> **Stated goal**
Repeat the entries below word for word, starting at the line that contains "the tree foliage" and ending at the final line of the entries.

> **Data to process**

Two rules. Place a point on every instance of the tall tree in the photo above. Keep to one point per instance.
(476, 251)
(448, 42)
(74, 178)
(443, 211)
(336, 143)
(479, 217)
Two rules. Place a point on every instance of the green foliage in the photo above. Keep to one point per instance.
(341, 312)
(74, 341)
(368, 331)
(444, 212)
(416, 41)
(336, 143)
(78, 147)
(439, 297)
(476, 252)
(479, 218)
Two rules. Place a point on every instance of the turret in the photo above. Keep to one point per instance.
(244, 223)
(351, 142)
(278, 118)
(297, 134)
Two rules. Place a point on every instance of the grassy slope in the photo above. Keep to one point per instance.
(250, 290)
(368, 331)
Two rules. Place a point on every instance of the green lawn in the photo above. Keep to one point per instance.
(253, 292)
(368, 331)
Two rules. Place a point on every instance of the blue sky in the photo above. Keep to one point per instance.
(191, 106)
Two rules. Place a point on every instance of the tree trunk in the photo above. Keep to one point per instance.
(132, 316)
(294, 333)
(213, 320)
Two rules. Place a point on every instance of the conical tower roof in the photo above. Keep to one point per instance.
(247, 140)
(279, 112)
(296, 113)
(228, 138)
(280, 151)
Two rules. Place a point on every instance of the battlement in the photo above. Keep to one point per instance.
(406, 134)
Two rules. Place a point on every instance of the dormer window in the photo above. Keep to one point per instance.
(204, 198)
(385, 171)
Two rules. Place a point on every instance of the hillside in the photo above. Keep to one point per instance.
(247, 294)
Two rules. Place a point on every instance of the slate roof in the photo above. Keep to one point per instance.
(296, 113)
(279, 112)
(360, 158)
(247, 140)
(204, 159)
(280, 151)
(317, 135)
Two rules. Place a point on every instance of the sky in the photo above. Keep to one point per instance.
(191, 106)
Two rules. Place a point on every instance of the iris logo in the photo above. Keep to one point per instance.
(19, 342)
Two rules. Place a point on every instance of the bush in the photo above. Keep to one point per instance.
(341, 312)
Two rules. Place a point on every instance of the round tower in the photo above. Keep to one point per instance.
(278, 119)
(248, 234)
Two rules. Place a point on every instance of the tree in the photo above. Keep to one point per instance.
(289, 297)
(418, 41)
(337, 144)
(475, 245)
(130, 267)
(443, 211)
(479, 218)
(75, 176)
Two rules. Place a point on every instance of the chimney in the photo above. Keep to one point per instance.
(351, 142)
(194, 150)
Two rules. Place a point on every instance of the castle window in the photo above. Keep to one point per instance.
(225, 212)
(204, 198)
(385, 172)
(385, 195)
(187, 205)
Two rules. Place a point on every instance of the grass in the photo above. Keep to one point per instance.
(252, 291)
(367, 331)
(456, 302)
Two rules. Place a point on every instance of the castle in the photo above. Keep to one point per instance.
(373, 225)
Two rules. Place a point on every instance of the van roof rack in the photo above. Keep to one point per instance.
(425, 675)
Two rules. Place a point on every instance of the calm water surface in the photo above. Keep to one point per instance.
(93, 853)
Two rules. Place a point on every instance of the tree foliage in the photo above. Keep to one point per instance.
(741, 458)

> **Answer to this problem**
Two rules. Place a point on every instance of the tree foliage in the photo above. Keep to one point per instance.
(741, 458)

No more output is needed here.